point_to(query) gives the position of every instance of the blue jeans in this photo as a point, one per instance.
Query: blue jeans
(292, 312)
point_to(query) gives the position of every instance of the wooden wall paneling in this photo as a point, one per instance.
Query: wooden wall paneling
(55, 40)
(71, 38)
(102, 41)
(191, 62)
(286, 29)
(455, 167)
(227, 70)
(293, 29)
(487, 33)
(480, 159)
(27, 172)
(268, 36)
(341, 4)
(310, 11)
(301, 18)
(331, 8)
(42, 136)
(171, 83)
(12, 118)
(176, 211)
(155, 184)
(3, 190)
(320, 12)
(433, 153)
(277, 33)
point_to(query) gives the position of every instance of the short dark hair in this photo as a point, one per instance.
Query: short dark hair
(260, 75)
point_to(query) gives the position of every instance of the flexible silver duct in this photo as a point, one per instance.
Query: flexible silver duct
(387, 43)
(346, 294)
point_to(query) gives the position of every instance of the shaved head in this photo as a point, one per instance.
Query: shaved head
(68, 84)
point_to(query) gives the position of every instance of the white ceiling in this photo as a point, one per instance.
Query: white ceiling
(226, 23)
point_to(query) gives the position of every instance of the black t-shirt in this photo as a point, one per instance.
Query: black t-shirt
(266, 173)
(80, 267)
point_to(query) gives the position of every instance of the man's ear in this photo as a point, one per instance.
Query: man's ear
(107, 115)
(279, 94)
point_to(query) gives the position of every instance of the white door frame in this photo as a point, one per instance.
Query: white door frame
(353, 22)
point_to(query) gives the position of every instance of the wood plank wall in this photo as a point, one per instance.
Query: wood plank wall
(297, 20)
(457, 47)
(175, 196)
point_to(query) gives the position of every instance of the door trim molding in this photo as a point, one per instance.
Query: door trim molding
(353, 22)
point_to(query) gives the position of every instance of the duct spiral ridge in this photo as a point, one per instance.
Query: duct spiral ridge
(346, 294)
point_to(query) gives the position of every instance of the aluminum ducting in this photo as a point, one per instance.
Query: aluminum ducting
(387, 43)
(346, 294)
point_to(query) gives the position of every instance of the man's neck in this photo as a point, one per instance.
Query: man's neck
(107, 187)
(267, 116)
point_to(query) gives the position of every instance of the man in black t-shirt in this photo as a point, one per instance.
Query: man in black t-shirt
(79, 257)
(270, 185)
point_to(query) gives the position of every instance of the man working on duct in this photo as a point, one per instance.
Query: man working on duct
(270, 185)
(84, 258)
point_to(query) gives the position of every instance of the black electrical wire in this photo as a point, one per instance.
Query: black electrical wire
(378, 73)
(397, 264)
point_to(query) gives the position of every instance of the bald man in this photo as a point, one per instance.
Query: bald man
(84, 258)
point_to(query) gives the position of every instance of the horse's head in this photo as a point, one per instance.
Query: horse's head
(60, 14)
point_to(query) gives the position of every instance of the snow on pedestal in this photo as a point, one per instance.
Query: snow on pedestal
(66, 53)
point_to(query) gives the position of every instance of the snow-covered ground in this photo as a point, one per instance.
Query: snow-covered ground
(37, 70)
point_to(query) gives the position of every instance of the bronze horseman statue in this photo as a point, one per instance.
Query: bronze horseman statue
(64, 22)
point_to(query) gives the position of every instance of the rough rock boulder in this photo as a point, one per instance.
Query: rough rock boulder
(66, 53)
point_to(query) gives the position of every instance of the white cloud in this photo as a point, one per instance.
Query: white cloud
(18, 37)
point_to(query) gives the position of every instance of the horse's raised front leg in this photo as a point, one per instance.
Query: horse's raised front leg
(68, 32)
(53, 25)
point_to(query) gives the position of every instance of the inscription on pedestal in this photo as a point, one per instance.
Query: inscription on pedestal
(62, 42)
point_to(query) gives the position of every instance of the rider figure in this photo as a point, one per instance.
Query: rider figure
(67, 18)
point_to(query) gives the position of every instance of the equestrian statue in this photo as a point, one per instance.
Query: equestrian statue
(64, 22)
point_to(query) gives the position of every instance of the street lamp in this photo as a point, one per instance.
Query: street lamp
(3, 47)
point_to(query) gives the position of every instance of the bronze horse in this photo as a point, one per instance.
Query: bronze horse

__PROBLEM DESCRIPTION__. Go through the records above and set each one down exactly, please.

__OUTPUT OF THE TASK__.
point_to(query) gives the position of every instance of the blue jeans in this photo as a point, one per instance.
Query: blue jeans
(292, 312)
point_to(query) gives the position of every instance of the wooden wall paneling in this photo as a point, one per instance.
Query: wooden wall paneling
(55, 40)
(71, 38)
(102, 41)
(191, 62)
(286, 29)
(455, 167)
(227, 70)
(293, 29)
(487, 33)
(480, 159)
(27, 172)
(268, 36)
(341, 4)
(310, 11)
(301, 18)
(331, 8)
(42, 136)
(171, 83)
(12, 118)
(176, 211)
(155, 184)
(3, 190)
(320, 12)
(433, 153)
(277, 33)
point_to(query) gives the position of every instance of the short dark hair in this photo as a point, one per instance.
Query: short dark hair
(260, 75)
point_to(query) gives the position of every instance of the flexible silver duct in this photo as a point, one per instance.
Query: flexible silver duct
(387, 43)
(346, 294)
point_to(query) gives the position of every instance of the shaved head in this photo as a point, one per instance.
Query: shaved head
(68, 84)
point_to(query) gives the position of every instance of the white ceiling in this photo as a point, one per instance.
Query: white ceiling
(226, 23)
point_to(query) gives the position of every instance of the black t-shirt in this photo as a point, one per instance.
Query: black t-shirt
(266, 173)
(80, 267)
point_to(query) gives the position of every instance of the man's ear in this photo as a point, one per instance.
Query: man's ear
(107, 115)
(279, 94)
point_to(query) gives the position of every instance of the white door frame in this photo as a point, one per instance.
Query: white door frame
(353, 22)
point_to(query) gives the position of every instance of the wood plank wall in this photo as a point, one per instance.
Query: wood plank wall
(297, 20)
(457, 47)
(175, 196)
point_to(query) gives the position of every instance of the door trim molding in this photo as a point, one per instance.
Query: door trim molding
(353, 22)
point_to(query) gives the position of every instance of the duct spiral ridge in this photo as a point, one per instance.
Query: duct spiral ridge
(346, 294)
point_to(query) gives the position of every instance of the aluminum ducting in this photo as a point, one per instance.
Query: aluminum ducting
(387, 43)
(346, 294)
point_to(query) gives the position of every instance of the man's neck in this photo as a point, one per instance.
Query: man's neck
(107, 187)
(267, 116)
point_to(query) gives the position of every instance of the man in black t-shirt in this photo as a point, one per instance.
Query: man in black t-shirt
(79, 257)
(270, 185)
point_to(query) gives the position of every instance of the man working on duct in this photo as a point, one per instance.
Query: man working on duct
(270, 185)
(84, 258)
point_to(query) gives the position of every instance of the black electrical wire in this photo as a point, one per instance.
Query: black electrical wire
(378, 73)
(397, 264)
point_to(query) gives the position of every instance of the bald man in this photo as a point, one per instance.
Query: bald man
(84, 258)
point_to(query) gives the position of every instance of the horse's head in this photo as a point, one per instance.
Query: horse's head
(60, 14)
point_to(query) gives the position of every instance of the snow on pedestal in this photo as a point, one per instance.
Query: snow on pedestal
(66, 53)
point_to(query) gives the position of every instance of the snow-covered ground in this photo as a point, one per instance.
Query: snow-covered ground
(37, 70)
point_to(query) gives the position of every instance of the bronze horseman statue in this photo as a point, one per instance.
Query: bronze horseman statue
(64, 22)
point_to(query) gives the position of every instance of the rough rock boulder in this photo as a point, one per instance.
Query: rough rock boulder
(66, 53)
point_to(query) gives the position of every instance of the white cloud in this photo as a point, one per instance.
Query: white cloud
(18, 37)
point_to(query) gives the position of every instance of the horse's raised front leg in this photo as a point, one per instance.
Query: horse's raised front leg
(68, 32)
(53, 25)
point_to(query) gives the position of every instance of the inscription on pedestal in this photo as a point, one per instance.
Query: inscription on pedestal
(62, 42)
point_to(query) gives the position of every instance of the rider figure in this photo as a point, one per instance.
Query: rider figure
(67, 18)
point_to(query) gives the position of every instance of the equestrian statue in this photo as a point, one per instance.
Query: equestrian statue
(64, 22)
point_to(query) gives the position of every instance of the street lamp in this photo as a point, one per instance.
Query: street lamp
(3, 47)
point_to(query) gives the position of every instance of the bronze horse in this photo as a point, one per instance.
Query: bronze horse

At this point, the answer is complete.